Leave the images aside and output every entry exactly.

[Free-text object descriptions]

..........

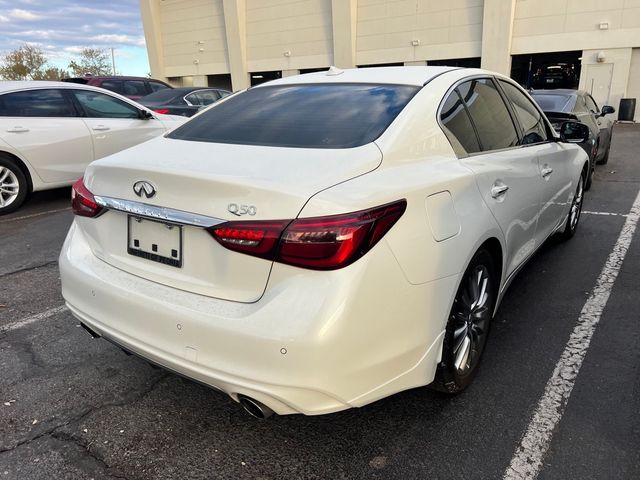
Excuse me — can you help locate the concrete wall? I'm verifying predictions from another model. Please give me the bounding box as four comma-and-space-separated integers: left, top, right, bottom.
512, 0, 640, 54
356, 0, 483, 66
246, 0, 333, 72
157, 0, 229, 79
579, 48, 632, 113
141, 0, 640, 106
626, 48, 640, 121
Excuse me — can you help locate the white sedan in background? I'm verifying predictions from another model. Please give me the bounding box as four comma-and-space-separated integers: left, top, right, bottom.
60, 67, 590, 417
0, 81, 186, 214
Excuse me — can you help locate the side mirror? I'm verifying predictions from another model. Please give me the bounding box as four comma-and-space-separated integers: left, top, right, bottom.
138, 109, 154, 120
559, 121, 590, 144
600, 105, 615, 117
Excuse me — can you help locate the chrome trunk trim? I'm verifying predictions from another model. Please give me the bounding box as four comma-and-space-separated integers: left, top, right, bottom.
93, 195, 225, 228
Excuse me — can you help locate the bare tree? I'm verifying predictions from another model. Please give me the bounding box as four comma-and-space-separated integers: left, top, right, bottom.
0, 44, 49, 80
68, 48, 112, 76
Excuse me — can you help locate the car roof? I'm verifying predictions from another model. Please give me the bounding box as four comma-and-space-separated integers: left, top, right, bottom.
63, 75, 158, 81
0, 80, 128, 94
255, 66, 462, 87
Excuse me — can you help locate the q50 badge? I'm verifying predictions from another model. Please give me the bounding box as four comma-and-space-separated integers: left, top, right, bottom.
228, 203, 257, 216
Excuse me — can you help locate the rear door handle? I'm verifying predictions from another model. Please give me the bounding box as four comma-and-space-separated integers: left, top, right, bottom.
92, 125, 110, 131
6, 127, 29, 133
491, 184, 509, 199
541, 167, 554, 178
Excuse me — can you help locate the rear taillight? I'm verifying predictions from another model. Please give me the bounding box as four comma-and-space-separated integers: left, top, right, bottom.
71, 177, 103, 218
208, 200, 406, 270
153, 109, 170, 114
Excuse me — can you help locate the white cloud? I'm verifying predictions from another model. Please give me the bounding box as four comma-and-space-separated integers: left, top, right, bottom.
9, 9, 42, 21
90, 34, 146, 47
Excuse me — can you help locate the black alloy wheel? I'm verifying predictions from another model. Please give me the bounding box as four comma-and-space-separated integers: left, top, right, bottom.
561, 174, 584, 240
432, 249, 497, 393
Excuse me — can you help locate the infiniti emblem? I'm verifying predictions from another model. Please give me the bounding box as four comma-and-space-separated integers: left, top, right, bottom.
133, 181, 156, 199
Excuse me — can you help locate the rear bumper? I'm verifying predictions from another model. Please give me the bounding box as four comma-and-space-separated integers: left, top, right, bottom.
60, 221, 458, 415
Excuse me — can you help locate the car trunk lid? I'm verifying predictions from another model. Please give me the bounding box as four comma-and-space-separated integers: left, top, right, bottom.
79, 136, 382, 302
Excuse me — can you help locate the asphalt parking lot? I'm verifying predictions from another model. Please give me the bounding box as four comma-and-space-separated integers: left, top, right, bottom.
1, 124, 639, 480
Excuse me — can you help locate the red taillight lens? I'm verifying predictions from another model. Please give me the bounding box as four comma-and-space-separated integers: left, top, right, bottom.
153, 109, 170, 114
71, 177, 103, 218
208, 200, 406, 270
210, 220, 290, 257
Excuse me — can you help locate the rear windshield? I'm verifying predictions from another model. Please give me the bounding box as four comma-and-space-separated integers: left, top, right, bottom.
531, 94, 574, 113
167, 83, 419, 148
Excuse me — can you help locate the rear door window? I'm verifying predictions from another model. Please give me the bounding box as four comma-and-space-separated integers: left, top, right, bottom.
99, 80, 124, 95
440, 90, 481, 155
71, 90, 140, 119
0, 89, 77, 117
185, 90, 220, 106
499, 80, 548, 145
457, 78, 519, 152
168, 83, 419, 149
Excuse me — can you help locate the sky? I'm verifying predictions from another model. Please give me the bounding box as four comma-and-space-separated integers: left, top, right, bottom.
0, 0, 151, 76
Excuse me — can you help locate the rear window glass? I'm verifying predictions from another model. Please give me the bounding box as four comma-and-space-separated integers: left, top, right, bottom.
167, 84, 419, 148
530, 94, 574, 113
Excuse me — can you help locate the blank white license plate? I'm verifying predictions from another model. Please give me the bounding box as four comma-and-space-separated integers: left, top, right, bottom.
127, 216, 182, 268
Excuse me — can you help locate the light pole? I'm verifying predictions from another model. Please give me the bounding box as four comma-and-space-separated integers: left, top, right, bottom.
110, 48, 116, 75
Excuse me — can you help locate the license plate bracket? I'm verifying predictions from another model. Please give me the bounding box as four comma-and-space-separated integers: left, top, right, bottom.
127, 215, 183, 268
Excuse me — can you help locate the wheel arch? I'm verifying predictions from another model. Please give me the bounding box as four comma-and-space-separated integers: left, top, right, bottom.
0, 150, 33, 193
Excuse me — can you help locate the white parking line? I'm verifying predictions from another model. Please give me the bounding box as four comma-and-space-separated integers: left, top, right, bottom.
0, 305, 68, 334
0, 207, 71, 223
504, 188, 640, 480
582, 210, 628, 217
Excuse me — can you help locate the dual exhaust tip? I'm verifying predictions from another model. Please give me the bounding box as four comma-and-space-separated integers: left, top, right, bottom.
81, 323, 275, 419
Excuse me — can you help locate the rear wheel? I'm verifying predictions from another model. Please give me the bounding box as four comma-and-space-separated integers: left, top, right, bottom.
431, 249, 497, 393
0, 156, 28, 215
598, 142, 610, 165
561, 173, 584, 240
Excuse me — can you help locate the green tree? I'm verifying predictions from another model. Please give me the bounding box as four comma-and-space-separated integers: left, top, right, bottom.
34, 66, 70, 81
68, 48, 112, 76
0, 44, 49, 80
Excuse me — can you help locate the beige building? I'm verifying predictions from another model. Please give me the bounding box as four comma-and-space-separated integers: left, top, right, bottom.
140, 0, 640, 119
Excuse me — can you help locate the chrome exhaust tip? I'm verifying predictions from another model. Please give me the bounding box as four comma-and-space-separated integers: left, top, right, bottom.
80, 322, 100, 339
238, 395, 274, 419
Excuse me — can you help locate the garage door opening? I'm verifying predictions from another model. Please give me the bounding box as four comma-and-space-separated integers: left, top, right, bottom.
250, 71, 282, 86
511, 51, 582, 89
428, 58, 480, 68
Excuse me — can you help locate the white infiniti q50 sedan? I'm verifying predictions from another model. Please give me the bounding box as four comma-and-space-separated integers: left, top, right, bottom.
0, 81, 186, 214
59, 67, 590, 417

..........

- [RESPONSE]
Excuse me — can you help locate the concrete wall? I'm verifying predictions from another model. Please give me the bounding box as four comma-and-space-separated integers: left, top, right, bottom.
512, 0, 640, 54
356, 0, 483, 66
246, 0, 333, 72
157, 0, 229, 79
579, 48, 632, 113
141, 0, 640, 106
626, 48, 640, 121
Excuse me — can you help locate the white sedan in background? I'm verifying predictions from another model. Please give me the bounding box as four comma-and-space-separated integers: left, top, right, bottom.
60, 67, 590, 417
0, 81, 186, 214
Excuse me — can you help locate the side mirror? I'm verifying predictions from another model. Please give me the bounding box as four comma-and-space-separated integers: left, top, right, bottom.
138, 109, 154, 120
559, 121, 590, 144
600, 105, 615, 117
Excuse me — can you help locate the chrome trunk trim? I'm verifying predictions from another model. Please give me the bounding box as four comma-and-space-separated integers: left, top, right, bottom.
93, 195, 225, 228
Excuse me — can you help locate the bare tree? I'm verifying predictions from another model. Please give me the bounding box as four comma-and-space-separated integers: left, top, right, bottom.
0, 44, 49, 80
68, 48, 112, 76
Excuse me — can you help locate the car roof? I'm verifying predictions from another model. Please give me the bounding box as four comma-and-space-separated integers: left, top, right, bottom.
63, 75, 158, 81
0, 80, 128, 94
255, 66, 462, 87
Excuse me — can you help locate the q50 badge? I'm verifying predictions from another model. Please give me the bounding box as four comma-and-space-separated integers: left, top, right, bottom.
228, 203, 257, 216
Excuse me — can you help locate the rear door handle? I'm verifying predictions from another model. Please give me the bounding box as four comma-and-space-separated integers: left, top, right, bottom.
92, 125, 110, 131
6, 127, 29, 133
491, 184, 509, 199
541, 167, 554, 178
Excuse me — can you help locate the rear taillight? I'm verifying predictions from another model. Please give me the bounding box as four comma-and-space-separated integers: left, top, right, bottom.
71, 177, 103, 218
208, 200, 406, 270
153, 109, 170, 114
Excuse me — can you help locate the white cloud? I'm verifying predictions from another model. Please give me the bounding box as four comma-and-space-separated integers: left, top, right, bottom.
9, 9, 42, 21
90, 34, 146, 47
Excuse me — can you help locate the black alloy wheel? I'm verifying predictions from another model. Please give me the bounding box as four comma-and-space-separated integers: left, top, right, bottom.
561, 174, 584, 240
432, 249, 497, 393
Excuse me — can you help locate the infiniti emblem? I'm verifying predictions from another model. Please give me the bounding box as four comma-and-space-separated integers: left, top, right, bottom.
133, 181, 156, 199
Excuse me — can you help locate the rear bumper? I'm verifying predictions from another model. Please give me the bounding box as four comma-and-space-separated integers: left, top, right, bottom.
60, 221, 458, 415
Excuse me — can you help locate the car trunk lid? I'm verifying predictions from another model. Please give me the bounding box as four comma-and-space-separated integers: left, top, right, bottom.
79, 136, 382, 302
Excuse me — can you help locate the asphalt parking lot? I'm verifying predictions from another model. Please give me the bounding box as four comma-and-space-separated integers: left, top, right, bottom.
1, 124, 639, 480
Excuse me — can you help locate the red taillight lens? I'm verifying predictions from another model. Please give me the bounding box as four comma-and-space-separated integers: left, top, right, bottom.
153, 109, 170, 114
71, 177, 103, 218
208, 200, 406, 270
210, 220, 290, 257
Excuse me — can you help locate the rear windshield? I'm verifying predictions from another model. Please give me the bounding box as four comma-and-space-separated integers: left, top, right, bottom.
531, 94, 574, 113
167, 83, 419, 148
Excuse me — can you help locate the rear door window? I'm verifying predictions from another model. Please give me the bounding box as four comma-and-space-separated integers: left, top, right, bottom.
99, 80, 124, 95
440, 90, 481, 155
71, 90, 140, 119
0, 89, 77, 117
185, 90, 220, 106
499, 80, 548, 145
457, 78, 519, 152
168, 83, 419, 149
Excuse me — can you help locate the sky? I'm verifying predictions from another model. Please give me the bounding box as four comma-and-space-separated integers: left, top, right, bottom.
0, 0, 151, 76
Excuse me — can you help locate the rear window glass? I'm verifying predictions from another model. Please give me the bounding box as four comma-and-space-separated integers: left, top, right, bottom.
167, 84, 419, 148
530, 94, 574, 113
Excuse me — can you help locate the blank white license plate? I'm verifying predictions from another model. Please give me the bounding box as four comma-and-space-separated integers: left, top, right, bottom.
127, 216, 182, 268
Excuse me — can you help locate the light pole? I'm verifying predictions from another model. Please give me the bounding box as four comma-and-space-separated integers: left, top, right, bottom.
110, 48, 116, 75
Excuse me — can you help locate the license plate bracket? I'm verifying predictions from another model. Please give me the bounding box as four comma-and-space-separated integers: left, top, right, bottom.
127, 215, 183, 268
Excuse me — can you help locate the wheel arch? I'm verifying predictions from another model. Please give me the bounding box as four comma-and-space-separated integers: left, top, right, bottom.
0, 150, 33, 193
Excuse me — can you help locate the white parking line? I'm verifying predictions from another model. Please give me the bounding box as four comma-and-space-separated integers: left, top, right, bottom.
0, 305, 68, 334
0, 207, 71, 223
504, 188, 640, 480
582, 210, 628, 217
Excuse me — can you help locate the dual exhaust tip? I'm verifying predictions from another model. Please give me the bounding box as four comma-and-space-separated integers: left, top, right, bottom.
81, 323, 275, 419
Excuse me — can you help locate the rear wheel? I'm verifying predictions from another model. Please give me the bounding box as four comma-and-space-separated integers: left, top, right, bottom.
431, 249, 497, 393
0, 156, 28, 215
598, 142, 610, 165
561, 173, 584, 240
Excuse me — can you help locate the green tree? I'm verifying predictions from another model. Please give me the bounding box as four comma-and-space-separated integers: left, top, right, bottom.
34, 66, 70, 81
68, 48, 112, 76
0, 44, 49, 80
Excuse me — can you help locate the beige building? I'm verifying predictions from another model. Please give me the bounding box as four comma-and-space-separated integers: left, top, right, bottom.
140, 0, 640, 119
Excuse me — can you help locate the chrome exhaust tip? I'm verifying predictions from another model. Please give me the bounding box as four comma-and-space-separated integers: left, top, right, bottom.
80, 322, 100, 339
238, 395, 274, 419
Excuse me — can you help locate the garage door opening? I'm verifying predictions from another model. Please give me the bounding box as four comma-and-space-separated integers: left, top, right, bottom.
250, 71, 282, 86
511, 51, 582, 89
428, 58, 480, 68
Excuse me — can you help locate the white infiniti q50 sedan? I'm verifying predictions from another model. Please give me the bounding box as four comma-and-space-separated integers: left, top, right, bottom.
0, 81, 186, 214
59, 67, 590, 417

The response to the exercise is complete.